## begin Text

As of December 31, 2016, we owned approximately 23% of ATC, a for-profit, electric transmission company regulated by the FERC and certain state regulatory commissions. However, effective January 1, 2017, we transferred our investment in ATC to another subsidiary of WEC Energy Group. ATC was a variable interest entity, but consolidation was not required since we were not ATC's primary beneficiary. We did not have the power to direct the activities that most significantly impacted ATC's economic performance. At December 31, 2016, we accounted for ATC as an equity method investment. See Note 10, Investment in American Transmission Company, for more information.

Purchased Power Agreement

We have a purchased power agreement that represents a variable interest. This agreement is for 236 MWs of firm capacity from a natural gas-fired cogeneration facility, and we account for it as a capital lease. The agreement includes no minimum energy requirements over the remaining term of approximately five years. We have examined the risks of the entity, including operations, maintenance, dispatch, financing, fuel costs, and other factors, and have determined that we are not the primary beneficiary of the entity. We do not hold an equity or debt interest in the entity, and there is no residual guarantee associated with the purchased power agreement.

We have approximately $74.9 million of required payments over the remaining term of this agreement. We believe that the required lease payments under this contract will continue to be recoverable in rates. Total capacity and lease payments under this contract for the nine months ended September 30, 2017 and 2016 were $13.5 million and $40.5 million, respectively. Our maximum exposure to loss is limited to the capacity payments under the contract.

NOTE 13—RELATED PARTIES

We routinely enter into transactions with related parties, including WEC Energy Group, its subsidiaries, ATC, and other affiliated entities.

We provide and receive services, property, and other items of value to and from our parent, WEC Energy Group, and other subsidiaries of WEC Energy Group.

A new AIA took effect January 1, 2017. The new agreement replaced the previous agreements. The pricing methodology and services under this new agreement are substantially identical to those under the agreements that were replaced. All of the applicable state commissions approved modifications to the new AIA to incorporate WEC Energy Group's acquisition of Bluewater, which is discussed in more detail below.

## end Text
## begin Dataset excerpt

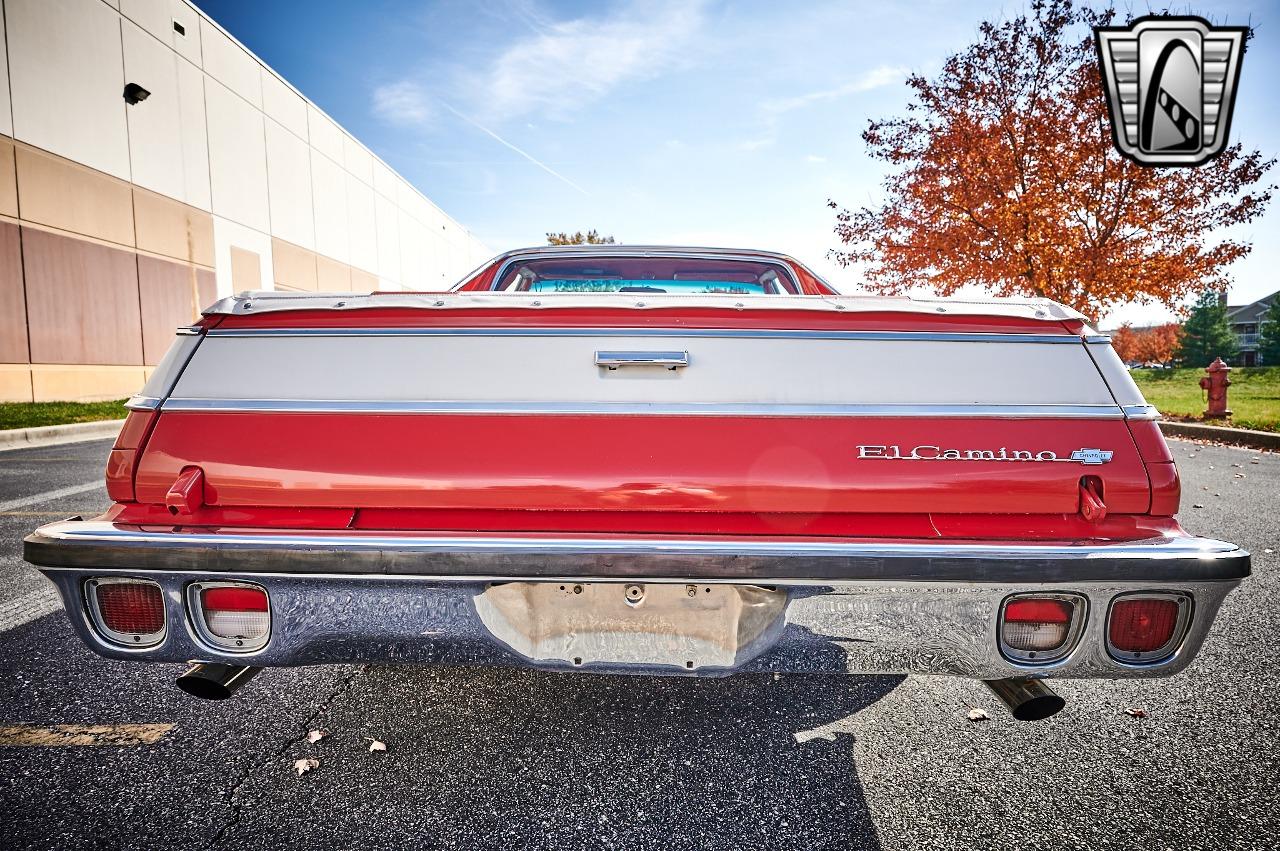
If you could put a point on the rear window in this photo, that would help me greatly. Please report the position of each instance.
(685, 275)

## end Dataset excerpt

◆ **What the task requires**
Print the full utility filing excerpt again, word for word. Work only from the utility filing excerpt and ignore the lines.

◆ **Answer to the task**
As of December 31, 2016, we owned approximately 23% of ATC, a for-profit, electric transmission company regulated by the FERC and certain state regulatory commissions. However, effective January 1, 2017, we transferred our investment in ATC to another subsidiary of WEC Energy Group. ATC was a variable interest entity, but consolidation was not required since we were not ATC's primary beneficiary. We did not have the power to direct the activities that most significantly impacted ATC's economic performance. At December 31, 2016, we accounted for ATC as an equity method investment. See Note 10, Investment in American Transmission Company, for more information.

Purchased Power Agreement

We have a purchased power agreement that represents a variable interest. This agreement is for 236 MWs of firm capacity from a natural gas-fired cogeneration facility, and we account for it as a capital lease. The agreement includes no minimum energy requirements over the remaining term of approximately five years. We have examined the risks of the entity, including operations, maintenance, dispatch, financing, fuel costs, and other factors, and have determined that we are not the primary beneficiary of the entity. We do not hold an equity or debt interest in the entity, and there is no residual guarantee associated with the purchased power agreement.

We have approximately $74.9 million of required payments over the remaining term of this agreement. We believe that the required lease payments under this contract will continue to be recoverable in rates. Total capacity and lease payments under this contract for the nine months ended September 30, 2017 and 2016 were $13.5 million and $40.5 million, respectively. Our maximum exposure to loss is limited to the capacity payments under the contract.

NOTE 13—RELATED PARTIES

We routinely enter into transactions with related parties, including WEC Energy Group, its subsidiaries, ATC, and other affiliated entities.

We provide and receive services, property, and other items of value to and from our parent, WEC Energy Group, and other subsidiaries of WEC Energy Group.

A new AIA took effect January 1, 2017. The new agreement replaced the previous agreements. The pricing methodology and services under this new agreement are substantially identical to those under the agreements that were replaced. All of the applicable state commissions approved modifications to the new AIA to incorporate WEC Energy Group's acquisition of Bluewater, which is discussed in more detail below.